● **Text**:
□ □ □ □ □ □ □

Nach der Brandkatastrophe auf Hawaii mit mindestens 111 Toten reist US-Präsident Joe Biden am Montag auf die besonders hart getroffene Insel Maui. Der Präsident und seine Ehefrau Jill werden dort Betroffene, Rettungskräfte und Behördenvertreter treffen, wie Bidens Sprecherin Karine Jean-Pierre mitteilte. Sie wollten sich "aus erster Hand" ein Bild von den Verwüstungen machen und über nächste Schritte für einen Wiederaufbau sprechen.

Das Feuer hatte die historische Altstadt von Lahaina und Teile der Hawaii-Insel Maui zerstört. Durch Hitze, Wind und Trockenheit wurden die Brände zusätzlich angeheizt.

Gleichzeitig kursieren in den sozialen Medien Fotos und Videos von Trümmerlandschaften. Doch nicht alles Gezeigte ist korrekt. Wie immer bei Naturkatastrophen oder anderen drastischen Ereignissen werden auch Bilder veröffentlicht, die mit den Ereignissen nichts zu tun haben, sondern Verschwörungsmythen verbreiten. Dazu gehört auch die Behauptung, dass die Waldbrände keine natürliche Ursache haben.

□ □ □ □ □ □ □

● **Erfasste Daten**:
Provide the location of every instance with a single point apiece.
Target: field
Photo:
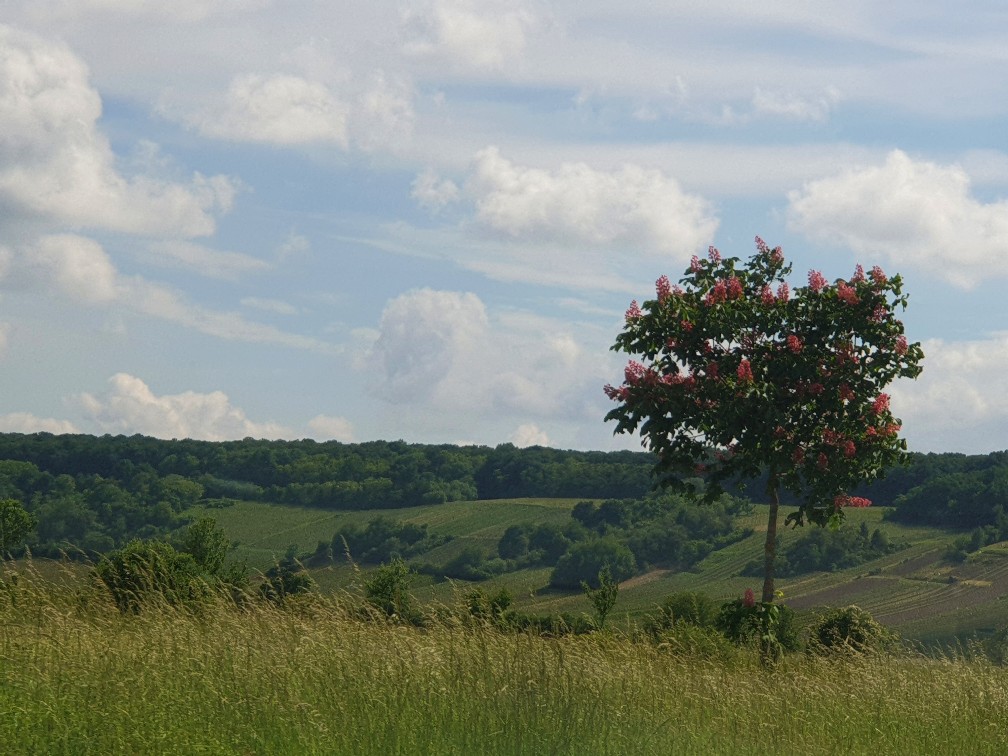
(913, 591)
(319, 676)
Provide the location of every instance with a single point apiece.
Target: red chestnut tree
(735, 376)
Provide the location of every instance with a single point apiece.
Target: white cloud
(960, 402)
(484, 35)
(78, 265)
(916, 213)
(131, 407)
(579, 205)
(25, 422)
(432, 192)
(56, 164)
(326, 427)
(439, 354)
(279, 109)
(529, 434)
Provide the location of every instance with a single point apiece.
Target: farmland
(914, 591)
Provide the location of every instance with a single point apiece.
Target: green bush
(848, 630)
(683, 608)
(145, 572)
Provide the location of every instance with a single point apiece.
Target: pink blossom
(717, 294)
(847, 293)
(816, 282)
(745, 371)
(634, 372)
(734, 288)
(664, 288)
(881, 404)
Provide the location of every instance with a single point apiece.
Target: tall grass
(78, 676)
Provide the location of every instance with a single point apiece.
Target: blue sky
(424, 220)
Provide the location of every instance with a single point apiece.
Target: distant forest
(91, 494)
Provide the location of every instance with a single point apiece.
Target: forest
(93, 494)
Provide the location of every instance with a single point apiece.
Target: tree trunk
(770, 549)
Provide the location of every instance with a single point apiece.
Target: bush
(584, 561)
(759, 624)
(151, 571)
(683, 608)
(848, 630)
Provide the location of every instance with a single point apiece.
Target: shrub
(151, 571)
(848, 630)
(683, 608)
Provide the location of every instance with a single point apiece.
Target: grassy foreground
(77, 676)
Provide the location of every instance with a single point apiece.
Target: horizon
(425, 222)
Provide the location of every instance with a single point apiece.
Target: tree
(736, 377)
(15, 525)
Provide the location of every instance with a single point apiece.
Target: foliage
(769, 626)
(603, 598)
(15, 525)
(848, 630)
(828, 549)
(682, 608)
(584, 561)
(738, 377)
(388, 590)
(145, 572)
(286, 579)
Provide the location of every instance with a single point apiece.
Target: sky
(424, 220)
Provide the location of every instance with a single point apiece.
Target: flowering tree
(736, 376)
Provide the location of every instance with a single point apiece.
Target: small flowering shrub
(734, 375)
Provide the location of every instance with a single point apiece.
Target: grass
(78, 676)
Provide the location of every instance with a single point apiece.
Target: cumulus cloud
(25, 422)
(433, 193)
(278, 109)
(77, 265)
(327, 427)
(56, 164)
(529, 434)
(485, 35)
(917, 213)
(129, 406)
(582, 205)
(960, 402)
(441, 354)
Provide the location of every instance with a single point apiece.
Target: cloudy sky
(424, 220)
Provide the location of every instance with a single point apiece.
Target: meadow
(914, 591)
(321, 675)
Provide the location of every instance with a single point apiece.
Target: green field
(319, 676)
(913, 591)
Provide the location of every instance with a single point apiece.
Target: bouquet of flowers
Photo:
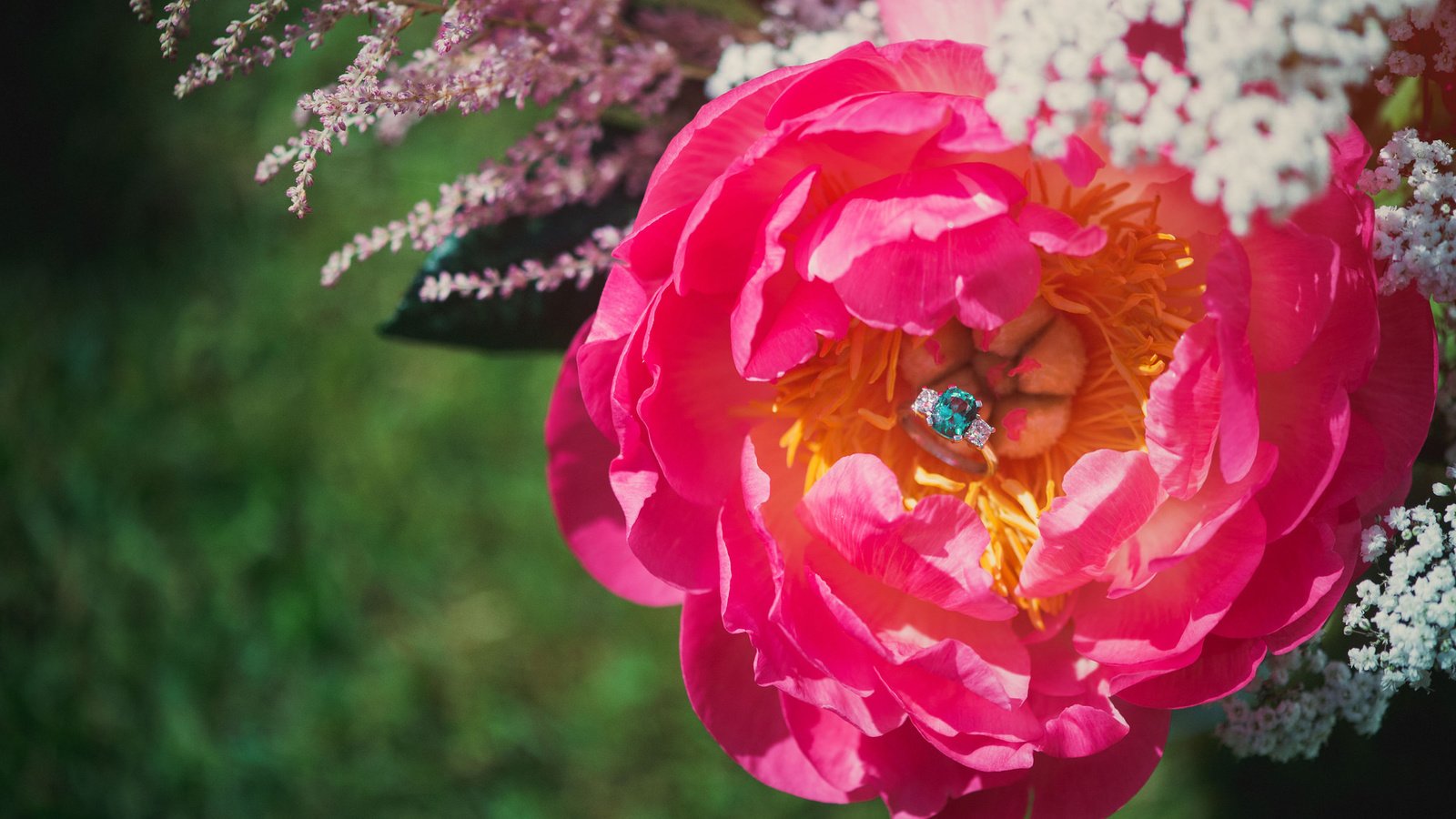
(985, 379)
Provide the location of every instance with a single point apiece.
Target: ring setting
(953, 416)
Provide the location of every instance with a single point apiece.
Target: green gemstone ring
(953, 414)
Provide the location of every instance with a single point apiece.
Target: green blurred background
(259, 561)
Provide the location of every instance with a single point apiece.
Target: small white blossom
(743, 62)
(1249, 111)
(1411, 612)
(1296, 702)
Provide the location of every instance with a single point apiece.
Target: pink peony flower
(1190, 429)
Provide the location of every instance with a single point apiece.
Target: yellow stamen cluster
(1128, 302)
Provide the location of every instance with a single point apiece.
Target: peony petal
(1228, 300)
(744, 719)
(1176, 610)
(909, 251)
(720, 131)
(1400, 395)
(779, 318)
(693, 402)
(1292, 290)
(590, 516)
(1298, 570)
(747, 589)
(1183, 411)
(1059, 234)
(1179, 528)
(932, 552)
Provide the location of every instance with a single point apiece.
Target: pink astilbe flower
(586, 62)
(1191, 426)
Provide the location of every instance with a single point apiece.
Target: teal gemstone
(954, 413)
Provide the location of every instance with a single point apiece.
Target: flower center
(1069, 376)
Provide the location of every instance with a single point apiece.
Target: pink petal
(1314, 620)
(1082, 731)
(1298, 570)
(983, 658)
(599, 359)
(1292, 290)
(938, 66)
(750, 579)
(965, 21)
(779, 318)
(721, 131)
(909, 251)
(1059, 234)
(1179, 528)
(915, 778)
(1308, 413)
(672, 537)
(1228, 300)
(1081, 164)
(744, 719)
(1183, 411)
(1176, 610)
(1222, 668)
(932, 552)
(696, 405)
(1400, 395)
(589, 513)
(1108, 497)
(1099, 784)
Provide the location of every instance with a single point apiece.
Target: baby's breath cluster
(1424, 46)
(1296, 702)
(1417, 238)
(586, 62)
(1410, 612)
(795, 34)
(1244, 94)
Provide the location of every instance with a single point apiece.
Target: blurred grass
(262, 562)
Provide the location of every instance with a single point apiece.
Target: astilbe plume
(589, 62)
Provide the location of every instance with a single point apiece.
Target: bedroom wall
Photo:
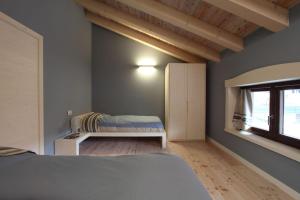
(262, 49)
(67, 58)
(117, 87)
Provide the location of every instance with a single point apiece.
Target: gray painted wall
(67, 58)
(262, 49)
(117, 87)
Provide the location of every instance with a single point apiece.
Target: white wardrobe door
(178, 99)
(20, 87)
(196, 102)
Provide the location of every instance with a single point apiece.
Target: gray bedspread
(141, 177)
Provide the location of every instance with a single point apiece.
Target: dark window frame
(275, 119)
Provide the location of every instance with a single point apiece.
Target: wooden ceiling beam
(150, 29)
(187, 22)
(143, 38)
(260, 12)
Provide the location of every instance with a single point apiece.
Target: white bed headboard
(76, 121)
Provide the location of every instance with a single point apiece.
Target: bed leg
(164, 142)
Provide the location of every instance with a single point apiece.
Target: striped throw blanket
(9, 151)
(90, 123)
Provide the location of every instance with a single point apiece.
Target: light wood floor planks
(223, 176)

□ □ □ □ □ □ □

● **Aufgaben**:
a - Gib aus dem Text den Abschnitt wörtlich wieder, der mit den Worten „Nach der Brandkatastrophe“ einsetzt und mit „einen Wiederaufbau sprechen.“ schließt.
b - Übersetze bitte diesen Satz aus dem Text ins Englische: „Durch Hitze, Wind und Trockenheit wurden die Brände zusätzlich angeheizt.“

● **Erwartete Antworten**:
a -
Nach der Brandkatastrophe auf Hawaii mit mindestens 111 Toten reist US-Präsident Joe Biden am Montag auf die besonders hart getroffene Insel Maui. Der Präsident und seine Ehefrau Jill werden dort Betroffene, Rettungskräfte und Behördenvertreter treffen, wie Bidens Sprecherin Karine Jean-Pierre mitteilte. Sie wollten sich "aus erster Hand" ein Bild von den Verwüstungen machen und über nächste Schritte für einen Wiederaufbau sprechen.

b - The fires were further fueled by heat, wind, and drought.